| Exercise directions |
Provide the data again in its entirety, exactly as given.

(Collected data entries)
>> START

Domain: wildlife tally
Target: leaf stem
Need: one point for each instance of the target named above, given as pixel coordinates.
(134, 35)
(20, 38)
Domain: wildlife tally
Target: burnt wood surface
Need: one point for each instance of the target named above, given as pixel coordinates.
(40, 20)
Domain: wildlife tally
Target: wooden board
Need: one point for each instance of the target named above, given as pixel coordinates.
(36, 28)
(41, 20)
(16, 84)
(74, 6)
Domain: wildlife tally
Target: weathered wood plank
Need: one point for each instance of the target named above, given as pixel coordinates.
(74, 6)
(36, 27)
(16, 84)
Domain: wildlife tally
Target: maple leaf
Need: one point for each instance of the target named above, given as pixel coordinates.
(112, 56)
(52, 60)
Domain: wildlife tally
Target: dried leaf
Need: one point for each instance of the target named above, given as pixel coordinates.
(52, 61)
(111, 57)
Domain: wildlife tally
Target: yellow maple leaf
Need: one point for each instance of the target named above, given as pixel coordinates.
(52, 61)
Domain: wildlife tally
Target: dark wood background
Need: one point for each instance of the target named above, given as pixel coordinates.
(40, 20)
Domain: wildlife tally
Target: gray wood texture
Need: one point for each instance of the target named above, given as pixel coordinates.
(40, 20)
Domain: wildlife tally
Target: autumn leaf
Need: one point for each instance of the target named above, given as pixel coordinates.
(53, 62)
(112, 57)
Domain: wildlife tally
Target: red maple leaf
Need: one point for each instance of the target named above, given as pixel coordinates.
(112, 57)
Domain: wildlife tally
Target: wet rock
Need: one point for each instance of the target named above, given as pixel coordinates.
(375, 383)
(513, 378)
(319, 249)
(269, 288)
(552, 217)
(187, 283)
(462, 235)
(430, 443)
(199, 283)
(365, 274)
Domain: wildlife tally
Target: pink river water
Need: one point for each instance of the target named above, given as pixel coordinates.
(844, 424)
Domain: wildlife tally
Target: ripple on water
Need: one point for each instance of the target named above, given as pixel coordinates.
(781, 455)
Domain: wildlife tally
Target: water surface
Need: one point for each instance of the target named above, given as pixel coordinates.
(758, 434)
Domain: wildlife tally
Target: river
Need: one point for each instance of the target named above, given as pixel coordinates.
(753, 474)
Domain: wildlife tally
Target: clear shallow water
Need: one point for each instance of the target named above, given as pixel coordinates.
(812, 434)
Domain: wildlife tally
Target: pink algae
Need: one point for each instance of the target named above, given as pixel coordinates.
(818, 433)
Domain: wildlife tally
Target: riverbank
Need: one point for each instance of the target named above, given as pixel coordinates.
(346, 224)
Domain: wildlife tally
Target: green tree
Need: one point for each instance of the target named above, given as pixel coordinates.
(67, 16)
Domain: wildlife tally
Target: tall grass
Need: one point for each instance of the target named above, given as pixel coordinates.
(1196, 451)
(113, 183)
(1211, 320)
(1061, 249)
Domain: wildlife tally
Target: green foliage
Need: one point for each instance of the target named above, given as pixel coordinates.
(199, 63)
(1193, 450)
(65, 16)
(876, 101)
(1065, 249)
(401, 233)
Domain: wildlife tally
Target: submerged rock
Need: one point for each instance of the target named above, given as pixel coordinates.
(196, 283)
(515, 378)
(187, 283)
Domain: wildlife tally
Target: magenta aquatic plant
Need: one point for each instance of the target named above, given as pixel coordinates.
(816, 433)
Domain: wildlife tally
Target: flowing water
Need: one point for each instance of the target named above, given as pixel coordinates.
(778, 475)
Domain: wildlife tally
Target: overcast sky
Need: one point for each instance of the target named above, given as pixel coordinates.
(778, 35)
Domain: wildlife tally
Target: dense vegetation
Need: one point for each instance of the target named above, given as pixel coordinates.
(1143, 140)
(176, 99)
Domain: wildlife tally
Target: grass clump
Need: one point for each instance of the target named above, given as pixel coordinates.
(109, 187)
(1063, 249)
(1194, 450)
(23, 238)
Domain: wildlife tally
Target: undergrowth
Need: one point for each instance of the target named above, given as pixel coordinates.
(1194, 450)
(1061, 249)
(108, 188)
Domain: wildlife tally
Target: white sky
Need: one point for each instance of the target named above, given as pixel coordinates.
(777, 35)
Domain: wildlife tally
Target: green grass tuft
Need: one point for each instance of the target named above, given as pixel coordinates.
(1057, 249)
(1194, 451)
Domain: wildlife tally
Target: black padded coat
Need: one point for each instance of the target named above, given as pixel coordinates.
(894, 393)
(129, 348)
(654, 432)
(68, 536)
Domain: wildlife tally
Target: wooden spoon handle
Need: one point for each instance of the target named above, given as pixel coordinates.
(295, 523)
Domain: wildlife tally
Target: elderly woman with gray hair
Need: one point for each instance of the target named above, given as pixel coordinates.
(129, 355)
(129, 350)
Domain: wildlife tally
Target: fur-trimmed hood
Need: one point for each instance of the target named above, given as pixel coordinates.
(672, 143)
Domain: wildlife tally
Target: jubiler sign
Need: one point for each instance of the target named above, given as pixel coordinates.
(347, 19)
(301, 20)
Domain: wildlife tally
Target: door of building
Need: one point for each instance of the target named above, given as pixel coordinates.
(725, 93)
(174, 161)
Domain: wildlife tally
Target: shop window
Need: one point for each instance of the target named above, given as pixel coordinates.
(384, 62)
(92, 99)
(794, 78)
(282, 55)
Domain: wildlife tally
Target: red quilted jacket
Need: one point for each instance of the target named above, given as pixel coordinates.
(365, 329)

>> END

| Exercise answer |
Domain: wildlife tally
Target: leaf stem
Need: one point for each instance of the target named above, given as pixel coordinates.
(134, 35)
(20, 38)
Domain: wildlife tally
Target: burnt wood surface
Need: one point for each instance of the target named above, given as pixel coordinates.
(40, 20)
Domain: wildlife tally
Target: wooden board
Need: one point for each instance of the target named above, given as pixel coordinates.
(36, 28)
(41, 20)
(16, 84)
(74, 6)
Domain: wildlife tally
Target: weathered wood plank
Need: one point for each instance of the target named above, given as pixel coordinates.
(74, 6)
(36, 27)
(16, 84)
Domain: wildlife tally
Target: maple leaf
Need: one point for each instance of the target named above, given as pixel coordinates.
(112, 56)
(52, 60)
Domain: wildlife tally
Target: dried leaf
Need: one point for each instance of the target named above, given as pixel coordinates.
(52, 61)
(111, 57)
Domain: wildlife tally
Target: yellow maple leaf
Need: one point for each instance of the target named above, given as pixel coordinates.
(52, 61)
Domain: wildlife tally
Target: dark wood background
Need: one point for each instance of the target named above, given as pixel coordinates.
(40, 20)
Domain: wildlife tally
Target: gray wood texture
Need: one point for each instance of the target named above, given as pixel coordinates.
(40, 20)
Domain: wildlife tally
Target: autumn leaf
Need: one point for each instance of the target named above, given as pixel coordinates.
(53, 62)
(112, 57)
Domain: wildlife tally
Target: red maple leaf
Need: one point for each instance of the target named above, given as pixel coordinates.
(112, 57)
Domain: wildlife tally
Target: wet rock
Need: one point for each instance of the target named above, given as pixel coordinates.
(375, 383)
(513, 378)
(319, 249)
(269, 288)
(552, 217)
(187, 283)
(462, 235)
(430, 443)
(199, 283)
(365, 274)
Domain: wildlife tally
Target: pink river water
Need: one point for each instance of the target named above, given as pixel coordinates.
(844, 424)
Domain: wildlife tally
Target: ripple on water
Need: one point for each instance of the target named above, given as pixel coordinates.
(781, 455)
Domain: wildlife tally
Target: water surface
Need: one point for each instance of the target named above, given as pixel coordinates.
(758, 434)
Domain: wildlife tally
Target: river
Need: one point for each instance of the target named above, given as pixel coordinates.
(753, 474)
Domain: wildlife tally
Target: clear shallow water
Need: one point for each instance of the target named above, given as pixel coordinates.
(812, 434)
Domain: wildlife tally
Target: pink algae
Need: one point for each instance of the target named above, given as pixel coordinates.
(818, 433)
Domain: wildlife tally
Target: riverbank
Need: one point for each instance of the target named above, given as pixel coordinates.
(346, 224)
Domain: wildlife tally
Target: green tree
Need: one point for each instance of the target named above, given as pixel coordinates.
(67, 16)
Domain: wildlife tally
Target: tall grass
Need: one point for each instance of the target named above, given as pixel coordinates.
(1196, 451)
(113, 183)
(1211, 320)
(1061, 249)
Domain: wildlife tally
Target: green foliage
Need: one point for each instance of the target named above, given as pixel coordinates.
(199, 63)
(1193, 450)
(65, 16)
(876, 101)
(1065, 249)
(401, 233)
Domain: wildlife tally
Target: submerged rock
Need: one point for each instance of the target named above, given as pixel coordinates.
(196, 283)
(515, 378)
(187, 283)
Domain: wildlife tally
Target: magenta aquatic plant
Need: one point for each instance of the target named above, given as pixel coordinates.
(816, 433)
Domain: wildlife tally
Target: flowing water
Need: one point for each instance of the target named above, given as pixel coordinates.
(778, 475)
Domain: wildlife tally
Target: overcast sky
Need: one point for each instance of the target named above, given as pixel coordinates.
(778, 35)
Domain: wildlife tally
Target: dense vegetation
Need: one point for each instance of the target named above, given as pixel coordinates.
(1143, 140)
(176, 99)
Domain: wildlife tally
Target: grass clump
Need: one point for each instance of the target named above, given as pixel coordinates.
(109, 187)
(1063, 249)
(1194, 450)
(23, 238)
Domain: wildlife tally
Target: undergrowth
Need: one point for each instance of the target named above, given as pixel coordinates.
(1194, 450)
(1061, 249)
(108, 188)
Domain: wildlife tally
Target: white sky
Need: one point for each instance of the target named above, given as pixel coordinates.
(777, 35)
Domain: wildlife tally
Target: green grass tuft
Need: one point for each instance of the target named above, given as pixel coordinates.
(1057, 249)
(1194, 451)
Domain: wildlife tally
Target: black padded coat
Need: one point for each instance of the target named above, given as pixel coordinates.
(894, 393)
(129, 348)
(654, 432)
(68, 536)
Domain: wildlife tally
Target: wooden spoon handle
Need: one point for each instance of the target named above, given as pixel coordinates.
(295, 523)
Domain: wildlife tally
Target: elderly woman with gray hair
Need: one point for each instance of the target named above, given as pixel coordinates.
(129, 355)
(129, 350)
Domain: wildlife tally
Target: fur-trimmed hood
Need: one point for each instance of the target named above, given as pixel coordinates.
(672, 143)
Domain: wildlife tally
Target: jubiler sign
Need: one point for each instance of the target named above, given as pixel coordinates.
(347, 19)
(301, 20)
Domain: wildlife tally
Target: door of building
Need: one point for each instance of the target named above, given as pixel coordinates.
(725, 93)
(174, 161)
Domain: wildlife tally
Target: shop window
Need: one point for each instance of the target named above, given as pixel coordinates.
(384, 62)
(92, 99)
(794, 78)
(282, 55)
Domain: wildlife tally
Target: red quilted jacket
Need: one point for each instance of the target named above, given as pixel coordinates.
(365, 329)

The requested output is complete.